> **Reading passage**
Image: Ong Wee Jin/The Straits Times
There is no doubt that Ms Pauline Ng was born to be anything but an entrepreneur.
At seven, she photocopied pages of her colouring books for five cents and sold them to her classmates for 10 cents.
At 17, she started her own event company that organised concerts, private events and themed birthday parties.
And at 20, while a business student at Singapore Management University (SMU), she was behind the SMU Arts Festival, which helped showcase student talents in music, dance, theatre, film and the visual arts.
It all came in good stead in 2009 when her beautician mum, Madam Jenny Teng, 50, approached her to help relaunch her facial business, which had tanked in 2004 after the outbreak of Severe Acute Respiratory Syndrome in Singapore.
Having just graduated from SMU at the time, Ms Ng thought helping out her mum meant driving her around in her free time.
But a few days in, she realised she could help in a more substantial way.
“My mum wanted to run a skincare business, but her strength was in her treatments and skills,” recalls Ms Ng, who is married to a private banker and has no children. “When it came to technical aspects such as hiring people or planning logistics, she was often lost.” Her retiree father teaches classical guitar and she has a younger brother, 27, who is not involved in the business.

> **Apply what you read**
• A. According to the profile of Pauline Ng, is each statement true? (i) She started her own event company at 17. (ii) Her mother's facial business tanked in 2009. (iii) Her younger brother is involved in the business. Answer yes or no for each, quoting the words of the profile that decide it.
• B. Turn the paragraph of the profile of Pauline Ng that begins "My mum wanted to run a skincare business" into a short bulleted list that keeps its main facts.
• C. List every art form that, according to the profile of Pauline Ng, the SMU Arts Festival showcased student talents in.
Rely only on the text when responding.

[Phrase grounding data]
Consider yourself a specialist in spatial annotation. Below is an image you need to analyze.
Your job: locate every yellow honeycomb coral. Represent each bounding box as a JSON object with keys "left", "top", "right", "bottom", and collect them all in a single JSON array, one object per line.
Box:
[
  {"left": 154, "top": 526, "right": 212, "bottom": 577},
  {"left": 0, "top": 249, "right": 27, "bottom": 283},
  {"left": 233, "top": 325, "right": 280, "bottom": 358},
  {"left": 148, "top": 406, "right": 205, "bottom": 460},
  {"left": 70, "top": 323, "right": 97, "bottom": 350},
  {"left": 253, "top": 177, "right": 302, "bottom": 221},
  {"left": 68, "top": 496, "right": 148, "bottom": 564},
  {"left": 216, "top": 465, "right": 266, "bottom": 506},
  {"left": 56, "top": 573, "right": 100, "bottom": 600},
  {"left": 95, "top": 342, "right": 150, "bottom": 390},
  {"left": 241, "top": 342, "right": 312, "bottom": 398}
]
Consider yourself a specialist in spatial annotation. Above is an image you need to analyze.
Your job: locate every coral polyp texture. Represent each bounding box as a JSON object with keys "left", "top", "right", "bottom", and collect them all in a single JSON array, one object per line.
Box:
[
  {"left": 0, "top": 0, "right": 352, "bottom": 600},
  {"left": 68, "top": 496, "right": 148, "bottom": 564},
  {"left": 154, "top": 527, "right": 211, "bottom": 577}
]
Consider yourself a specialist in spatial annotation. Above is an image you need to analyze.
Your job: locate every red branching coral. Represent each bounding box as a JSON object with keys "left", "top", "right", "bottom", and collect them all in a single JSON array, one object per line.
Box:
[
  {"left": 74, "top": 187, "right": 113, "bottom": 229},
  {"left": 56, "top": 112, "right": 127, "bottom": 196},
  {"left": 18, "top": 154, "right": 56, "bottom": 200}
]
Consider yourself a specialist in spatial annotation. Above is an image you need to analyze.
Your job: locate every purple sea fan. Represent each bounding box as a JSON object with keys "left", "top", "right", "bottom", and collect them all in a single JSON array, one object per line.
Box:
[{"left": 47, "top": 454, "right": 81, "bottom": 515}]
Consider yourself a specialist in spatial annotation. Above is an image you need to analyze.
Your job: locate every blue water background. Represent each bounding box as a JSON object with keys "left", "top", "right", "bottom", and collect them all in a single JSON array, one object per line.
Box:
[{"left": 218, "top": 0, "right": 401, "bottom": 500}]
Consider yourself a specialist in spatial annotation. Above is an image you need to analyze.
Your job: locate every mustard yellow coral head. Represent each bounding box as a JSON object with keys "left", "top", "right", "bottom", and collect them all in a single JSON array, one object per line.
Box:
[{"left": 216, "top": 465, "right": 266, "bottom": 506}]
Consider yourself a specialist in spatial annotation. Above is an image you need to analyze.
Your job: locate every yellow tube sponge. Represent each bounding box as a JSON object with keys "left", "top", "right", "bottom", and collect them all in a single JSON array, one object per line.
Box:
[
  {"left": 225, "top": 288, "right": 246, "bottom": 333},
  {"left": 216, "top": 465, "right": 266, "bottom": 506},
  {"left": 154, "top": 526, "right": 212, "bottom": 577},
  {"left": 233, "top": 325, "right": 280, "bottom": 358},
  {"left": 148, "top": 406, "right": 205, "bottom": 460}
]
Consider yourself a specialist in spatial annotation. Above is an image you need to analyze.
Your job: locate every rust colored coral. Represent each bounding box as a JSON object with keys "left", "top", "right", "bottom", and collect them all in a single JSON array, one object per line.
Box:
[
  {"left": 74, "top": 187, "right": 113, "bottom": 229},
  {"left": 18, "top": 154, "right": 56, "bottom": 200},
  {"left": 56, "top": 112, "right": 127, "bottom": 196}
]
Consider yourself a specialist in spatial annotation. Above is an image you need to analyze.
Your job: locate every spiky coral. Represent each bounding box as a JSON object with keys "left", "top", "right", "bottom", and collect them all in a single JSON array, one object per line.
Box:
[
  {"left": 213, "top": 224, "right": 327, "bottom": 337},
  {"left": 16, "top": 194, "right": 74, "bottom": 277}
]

> **Answers for the tasks**
• A.
(i) Yes: "At 17, she started her own event company that organised concerts, private events and themed birthday parties."
(ii) No: "which had tanked in 2004 after the outbreak of Severe Acute Respiratory Syndrome in Singapore."
(iii) No: "she has a younger brother, 27, who is not involved in the business."

• B.
- Ms Ng's mother wanted to run a skincare business, and her strength was in her treatments and skills.
- Her mother was often lost with technical aspects such as hiring people or planning logistics.
- Ms Ng is married to a private banker and has no children.
- Her retiree father teaches classical guitar.
- Her younger brother, 27, is not involved in the business.

• C.
- Music
- Dance
- Theatre
- Film
- Visual arts